(Consigne): Poursuivez le texte sur la formation d'animateurs à Dschang en reprenant juste après sa dernière phrase.

(Extrait du document):

--------------------------------

Pour la formation qui se déroulera au mois de juillet prochain, une partie du financement sera par le biais de l’ambassade de France au Cameroun qui financera les billets d’avion de nos formateurs. Une autre partie sera de la mairie de Dschang qui, comme l’an dernier, prend en charge l’hébergement et l’accueil de nos formateurs. Une troisième partie doit être mobilisée y compris à travers les acteurs économiques de la ville ou du département sur les moyens pour que les stagiaires aient leurs repas ; et enfin l’autre partie viendra du produit de l’implication de nos associations. Les jeunes formateurs camerounais sont bénévoles et les formateurs, moins jeunes, français qui viendront sont également bénévoles. Donc c’est une économie non monétaire qui est mobilisée dans le cadre de la solidarité.
Qu’est-ce que le rôle exact d’un animateur socio-éducatif ou socio-culturel dans la société ?
Le rôle d’un animateur c’est de transmettre, de faire comprendre. C’est un rôle d’éducateur. Il n’intervient pas dans le cadre formel de l’école. Il intervient dans tous les autres temps, dans tous les autres espaces. Mais c’est une vraie contribution à l’éducation.
Avec Monsieur le Préfet et Monsieur le Maire vous avez parlé de Dschang comme la ville de la fraternité !

--------------------------------

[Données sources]
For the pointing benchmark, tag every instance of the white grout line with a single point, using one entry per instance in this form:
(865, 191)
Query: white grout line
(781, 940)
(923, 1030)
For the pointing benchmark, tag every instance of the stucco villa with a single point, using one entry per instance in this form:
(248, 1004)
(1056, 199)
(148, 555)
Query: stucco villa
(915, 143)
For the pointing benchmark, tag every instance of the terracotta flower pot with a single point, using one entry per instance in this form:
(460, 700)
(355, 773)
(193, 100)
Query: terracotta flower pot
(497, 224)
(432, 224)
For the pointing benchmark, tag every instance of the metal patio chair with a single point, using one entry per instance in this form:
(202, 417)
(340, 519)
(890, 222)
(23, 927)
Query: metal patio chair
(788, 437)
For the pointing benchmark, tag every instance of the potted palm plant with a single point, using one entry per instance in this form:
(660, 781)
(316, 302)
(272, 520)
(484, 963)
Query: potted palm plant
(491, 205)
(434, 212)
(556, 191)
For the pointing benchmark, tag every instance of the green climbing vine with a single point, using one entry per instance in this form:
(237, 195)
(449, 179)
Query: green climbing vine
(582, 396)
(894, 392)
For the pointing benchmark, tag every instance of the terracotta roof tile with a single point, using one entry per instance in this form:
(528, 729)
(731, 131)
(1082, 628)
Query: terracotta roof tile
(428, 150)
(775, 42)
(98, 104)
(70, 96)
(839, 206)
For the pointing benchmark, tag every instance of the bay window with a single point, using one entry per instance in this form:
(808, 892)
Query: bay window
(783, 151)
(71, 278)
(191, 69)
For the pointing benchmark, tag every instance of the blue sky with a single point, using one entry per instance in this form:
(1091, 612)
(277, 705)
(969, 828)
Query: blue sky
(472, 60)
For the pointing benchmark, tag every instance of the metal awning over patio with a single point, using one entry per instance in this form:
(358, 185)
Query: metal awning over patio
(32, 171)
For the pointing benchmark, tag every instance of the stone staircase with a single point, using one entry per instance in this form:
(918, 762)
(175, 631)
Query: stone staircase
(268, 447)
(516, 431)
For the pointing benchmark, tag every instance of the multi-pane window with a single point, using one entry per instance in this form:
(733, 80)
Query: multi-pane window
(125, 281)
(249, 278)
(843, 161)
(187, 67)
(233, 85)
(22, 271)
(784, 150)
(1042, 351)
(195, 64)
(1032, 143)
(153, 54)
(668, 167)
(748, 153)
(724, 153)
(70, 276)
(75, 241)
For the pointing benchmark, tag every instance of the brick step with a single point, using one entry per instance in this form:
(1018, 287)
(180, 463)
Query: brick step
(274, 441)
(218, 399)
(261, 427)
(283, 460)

--------------------------------

(Réponse):
Oui ! Parce que Monsieur le Préfet disait que Dschang ville de l’amitié ce n’était plus possible parce que l’amitié était déjà prise par une autre ville [Limbé, ndlr]. Mais il me semble que c’est bien au titre de la fraternité que les relations entre Nantes et Dschang, entre les habitants de Nantes et les habitants de Dschang se construisent dans le respect, dans la convivialité, dans la chaleur et la qualité des accueils. Il me semble que la fraternité c’est ce qui rassemble tous les humains ; et que nous avons à construire le monde de demain pour les enfants et pour les jeunes de demain dans ce respect de la fraternité.
Quel souvenir gardez-vous de votre séjour à Dschang ? Avez-vous goûté à la gastronomie locale ?
J’ai goûté à la gastronomie locale, et j’ai un souvenir piquant d’une petite cuillère du piment. J’ai un souvenir qui restera dans ma mémoire : de la chaleur, de la richesse des échanges, de la satisfaction de voir progresser une réflexion et une envie de faire changer les choses dans le monde qui est partagée par nos associations, par l’ensemble des acteurs ; et une envie de revenir.
Dites-nous, pourquoi êtes-vous venu en compagnie de M. Abdallah El Maintaguy?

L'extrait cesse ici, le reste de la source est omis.